**Assignment:** Please check every line of the listing for "below" and copy each line where it is found.

**Material to process:**
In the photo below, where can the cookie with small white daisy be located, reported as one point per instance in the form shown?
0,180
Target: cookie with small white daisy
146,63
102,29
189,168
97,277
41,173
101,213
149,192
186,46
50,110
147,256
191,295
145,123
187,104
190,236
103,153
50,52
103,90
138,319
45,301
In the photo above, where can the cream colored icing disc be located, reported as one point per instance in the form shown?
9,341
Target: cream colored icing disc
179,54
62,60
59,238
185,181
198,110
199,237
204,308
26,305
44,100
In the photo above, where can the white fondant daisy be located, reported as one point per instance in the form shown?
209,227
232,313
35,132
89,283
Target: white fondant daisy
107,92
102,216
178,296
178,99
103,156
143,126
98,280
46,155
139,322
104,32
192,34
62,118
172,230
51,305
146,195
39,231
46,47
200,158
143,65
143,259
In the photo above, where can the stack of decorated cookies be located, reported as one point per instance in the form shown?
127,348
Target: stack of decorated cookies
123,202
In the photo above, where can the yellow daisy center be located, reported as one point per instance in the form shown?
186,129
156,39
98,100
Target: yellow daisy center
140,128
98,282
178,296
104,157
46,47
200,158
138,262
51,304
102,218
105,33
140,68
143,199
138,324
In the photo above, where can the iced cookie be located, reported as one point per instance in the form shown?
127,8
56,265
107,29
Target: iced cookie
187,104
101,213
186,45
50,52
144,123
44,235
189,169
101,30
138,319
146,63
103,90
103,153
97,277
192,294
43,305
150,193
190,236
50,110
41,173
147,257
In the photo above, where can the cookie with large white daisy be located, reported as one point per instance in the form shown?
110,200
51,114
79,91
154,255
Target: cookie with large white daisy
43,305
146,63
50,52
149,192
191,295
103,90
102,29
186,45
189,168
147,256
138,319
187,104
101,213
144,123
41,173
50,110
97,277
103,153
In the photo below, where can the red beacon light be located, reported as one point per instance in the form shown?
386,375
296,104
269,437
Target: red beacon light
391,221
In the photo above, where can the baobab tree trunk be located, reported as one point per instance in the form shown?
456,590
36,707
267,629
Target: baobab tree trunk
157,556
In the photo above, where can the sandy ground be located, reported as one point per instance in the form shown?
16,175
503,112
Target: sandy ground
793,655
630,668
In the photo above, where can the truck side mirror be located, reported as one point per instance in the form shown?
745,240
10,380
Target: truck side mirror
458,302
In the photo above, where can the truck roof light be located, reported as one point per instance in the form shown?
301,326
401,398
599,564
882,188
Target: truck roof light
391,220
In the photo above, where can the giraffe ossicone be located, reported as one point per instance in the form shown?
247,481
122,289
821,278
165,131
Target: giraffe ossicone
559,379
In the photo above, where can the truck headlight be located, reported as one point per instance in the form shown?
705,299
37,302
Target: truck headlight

**Output of the task:**
In the photo below, where can the cookie with small white daisy be located, reported as one point per instance in the form shown?
In the photo below, where can the red beacon light be located, reported as one point per instance in the form shown?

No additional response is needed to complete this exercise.